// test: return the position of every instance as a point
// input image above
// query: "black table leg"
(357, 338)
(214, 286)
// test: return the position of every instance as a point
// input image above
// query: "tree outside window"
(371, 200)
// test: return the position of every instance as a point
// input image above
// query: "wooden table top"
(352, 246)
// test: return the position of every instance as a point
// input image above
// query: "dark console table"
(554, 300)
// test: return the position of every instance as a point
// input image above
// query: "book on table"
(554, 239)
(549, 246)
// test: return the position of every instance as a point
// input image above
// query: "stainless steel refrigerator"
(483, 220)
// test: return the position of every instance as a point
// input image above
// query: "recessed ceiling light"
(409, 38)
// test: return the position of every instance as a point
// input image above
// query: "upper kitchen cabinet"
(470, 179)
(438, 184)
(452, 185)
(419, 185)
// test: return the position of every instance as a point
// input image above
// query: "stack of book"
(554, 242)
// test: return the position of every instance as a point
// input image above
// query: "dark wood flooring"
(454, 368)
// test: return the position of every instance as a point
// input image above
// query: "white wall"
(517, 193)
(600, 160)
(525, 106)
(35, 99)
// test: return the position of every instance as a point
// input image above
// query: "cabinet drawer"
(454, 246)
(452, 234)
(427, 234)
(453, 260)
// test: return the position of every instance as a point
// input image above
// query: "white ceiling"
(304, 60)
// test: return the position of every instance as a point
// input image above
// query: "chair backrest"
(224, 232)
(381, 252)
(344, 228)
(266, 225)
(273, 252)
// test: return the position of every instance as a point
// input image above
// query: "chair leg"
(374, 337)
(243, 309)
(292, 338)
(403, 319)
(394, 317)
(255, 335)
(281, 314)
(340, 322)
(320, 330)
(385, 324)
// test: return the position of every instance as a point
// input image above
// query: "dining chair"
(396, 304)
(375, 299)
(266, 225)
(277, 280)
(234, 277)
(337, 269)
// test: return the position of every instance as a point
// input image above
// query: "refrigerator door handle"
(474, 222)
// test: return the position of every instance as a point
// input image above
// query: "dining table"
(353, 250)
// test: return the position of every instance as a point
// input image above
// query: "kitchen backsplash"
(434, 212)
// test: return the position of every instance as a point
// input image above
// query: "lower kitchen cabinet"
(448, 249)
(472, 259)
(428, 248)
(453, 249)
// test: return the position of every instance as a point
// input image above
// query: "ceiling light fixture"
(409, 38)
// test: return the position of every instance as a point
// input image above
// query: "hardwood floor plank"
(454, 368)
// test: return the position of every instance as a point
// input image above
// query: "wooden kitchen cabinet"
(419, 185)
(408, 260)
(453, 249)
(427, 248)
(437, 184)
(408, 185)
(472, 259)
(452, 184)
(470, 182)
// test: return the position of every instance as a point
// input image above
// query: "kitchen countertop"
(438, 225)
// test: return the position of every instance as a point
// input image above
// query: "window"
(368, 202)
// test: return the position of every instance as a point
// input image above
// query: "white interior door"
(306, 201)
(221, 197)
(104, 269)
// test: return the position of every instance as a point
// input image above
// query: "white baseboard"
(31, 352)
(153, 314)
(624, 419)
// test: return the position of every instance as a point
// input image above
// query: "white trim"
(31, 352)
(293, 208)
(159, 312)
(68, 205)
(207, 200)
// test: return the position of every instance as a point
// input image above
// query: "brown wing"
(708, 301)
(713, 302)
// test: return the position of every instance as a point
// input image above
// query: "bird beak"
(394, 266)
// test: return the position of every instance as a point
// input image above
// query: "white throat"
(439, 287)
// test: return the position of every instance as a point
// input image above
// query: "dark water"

=-=-=

Go through the entries above and reproduce each one exactly.

// test: return the position of every instance as a point
// input image above
// query: "black table leg"
(357, 338)
(214, 286)
// test: return the position of every instance as a point
// input image above
// query: "tree outside window"
(371, 200)
// test: return the position of every instance as a point
// input image above
// query: "wooden table top"
(352, 246)
// test: return the position of every instance as a point
// input image above
// query: "dark console table"
(554, 300)
// test: return the position of every instance as a point
// input image above
// query: "book on table"
(554, 239)
(549, 246)
// test: return the position of every instance as a point
// input image above
// query: "stainless steel refrigerator"
(483, 220)
// test: return the position of every instance as a point
// input image above
// query: "recessed ceiling light"
(409, 38)
// test: return the position of every instance as a point
// input image above
// query: "upper kitchen cabinet"
(470, 179)
(438, 184)
(452, 185)
(419, 185)
// test: return the position of every instance as a point
// input image above
// query: "stack of book"
(554, 242)
// test: return the position of every instance as a point
// input image above
// query: "dark wood flooring"
(454, 368)
// test: return the position of every instance as a point
// input image above
// query: "white wall"
(517, 193)
(600, 160)
(525, 106)
(35, 99)
// test: return the position of every instance as a point
// input image above
// query: "cabinet drawer"
(454, 246)
(452, 234)
(427, 234)
(453, 260)
// test: return the position of every instance as a point
// input image above
// query: "white ceiling"
(304, 60)
// test: return the position of every instance as a point
// input image above
// query: "chair backrest"
(224, 232)
(381, 252)
(344, 228)
(266, 225)
(273, 252)
// test: return the position of every instance as a point
// input image above
// query: "chair leg"
(374, 337)
(243, 309)
(292, 338)
(403, 319)
(394, 317)
(255, 335)
(281, 314)
(340, 322)
(320, 330)
(385, 324)
// test: return the position of every instance as a point
// input image above
// query: "dining chair"
(396, 304)
(375, 299)
(266, 225)
(277, 280)
(234, 277)
(337, 269)
// test: return the position of every instance as a point
// input image above
// query: "refrigerator door handle"
(474, 222)
// test: return the position of every instance as a point
// input image above
// query: "dining table"
(353, 250)
// test: return the position of every instance as a point
// input image above
// query: "kitchen backsplash"
(434, 212)
// test: return the position of every instance as a point
// input image above
// query: "lower kitchen cabinet"
(448, 249)
(472, 259)
(428, 248)
(453, 249)
// test: return the position of every instance as a point
// input image above
// query: "ceiling light fixture"
(409, 38)
// test: return the position of every instance as a point
// input image above
// query: "hardwood floor plank"
(454, 368)
// test: return the position of every instance as a point
// input image above
// query: "wooden kitchen cabinet"
(419, 185)
(408, 260)
(453, 249)
(427, 248)
(437, 184)
(408, 185)
(472, 259)
(452, 184)
(470, 182)
// test: return the position of every instance as a point
// input image above
// query: "kitchen countertop"
(438, 225)
// test: return the position of every instance as a point
// input image above
// query: "window"
(368, 202)
// test: return the position of every instance as a point
// input image above
// query: "white interior door"
(306, 201)
(221, 197)
(104, 269)
// test: return the position of every instance as a point
// input image above
// query: "white baseboard"
(31, 352)
(153, 314)
(624, 419)
// test: return the position of every instance as a point
// input image above
// query: "white trim"
(31, 352)
(293, 208)
(159, 312)
(68, 205)
(207, 200)
// test: return the position of every instance as a point
// input image above
// query: "brown wing"
(708, 301)
(713, 302)
// test: return the position of every instance as a point
// input image above
// query: "bird beak"
(394, 266)
// test: return the position of every instance as a point
// input image above
// query: "white throat"
(439, 287)
// test: return the position of every instance as a point
// input image above
// query: "dark water"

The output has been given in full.